### Aim of the exercise
In the entries below, find the line with "416, row 48." and print exactly every line from there up to and including the line with "238, row 295.", with no other lines.

### Entries supplied

....

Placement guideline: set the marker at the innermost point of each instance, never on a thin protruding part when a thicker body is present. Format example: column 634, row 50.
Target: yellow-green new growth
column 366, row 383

....

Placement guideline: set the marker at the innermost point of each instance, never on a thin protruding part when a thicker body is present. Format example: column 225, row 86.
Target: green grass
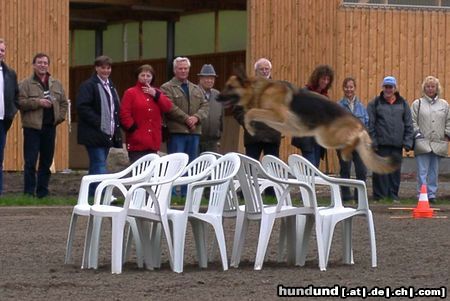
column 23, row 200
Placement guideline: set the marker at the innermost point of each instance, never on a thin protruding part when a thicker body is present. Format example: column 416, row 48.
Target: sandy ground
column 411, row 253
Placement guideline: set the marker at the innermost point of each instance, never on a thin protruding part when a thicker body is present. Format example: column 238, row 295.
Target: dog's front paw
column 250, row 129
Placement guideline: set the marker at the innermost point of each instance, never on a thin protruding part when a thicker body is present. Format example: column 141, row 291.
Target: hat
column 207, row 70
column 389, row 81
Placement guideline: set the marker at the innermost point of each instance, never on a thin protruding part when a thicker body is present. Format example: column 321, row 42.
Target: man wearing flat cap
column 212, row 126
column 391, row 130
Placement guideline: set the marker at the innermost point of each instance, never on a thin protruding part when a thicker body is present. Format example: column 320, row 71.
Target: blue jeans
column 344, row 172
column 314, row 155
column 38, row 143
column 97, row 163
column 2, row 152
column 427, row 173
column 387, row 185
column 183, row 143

....

### Problem solution
Placement guideline: set the marker at the innermost point of each instance, never on a thin protruding part when a thicker body is present. Format example: column 416, row 48.
Target: sandy ground
column 411, row 253
Placement guideline: set the marker at the innermost point of each instance, never on a thin protruding part when a thicker body is present. Format example: column 238, row 295.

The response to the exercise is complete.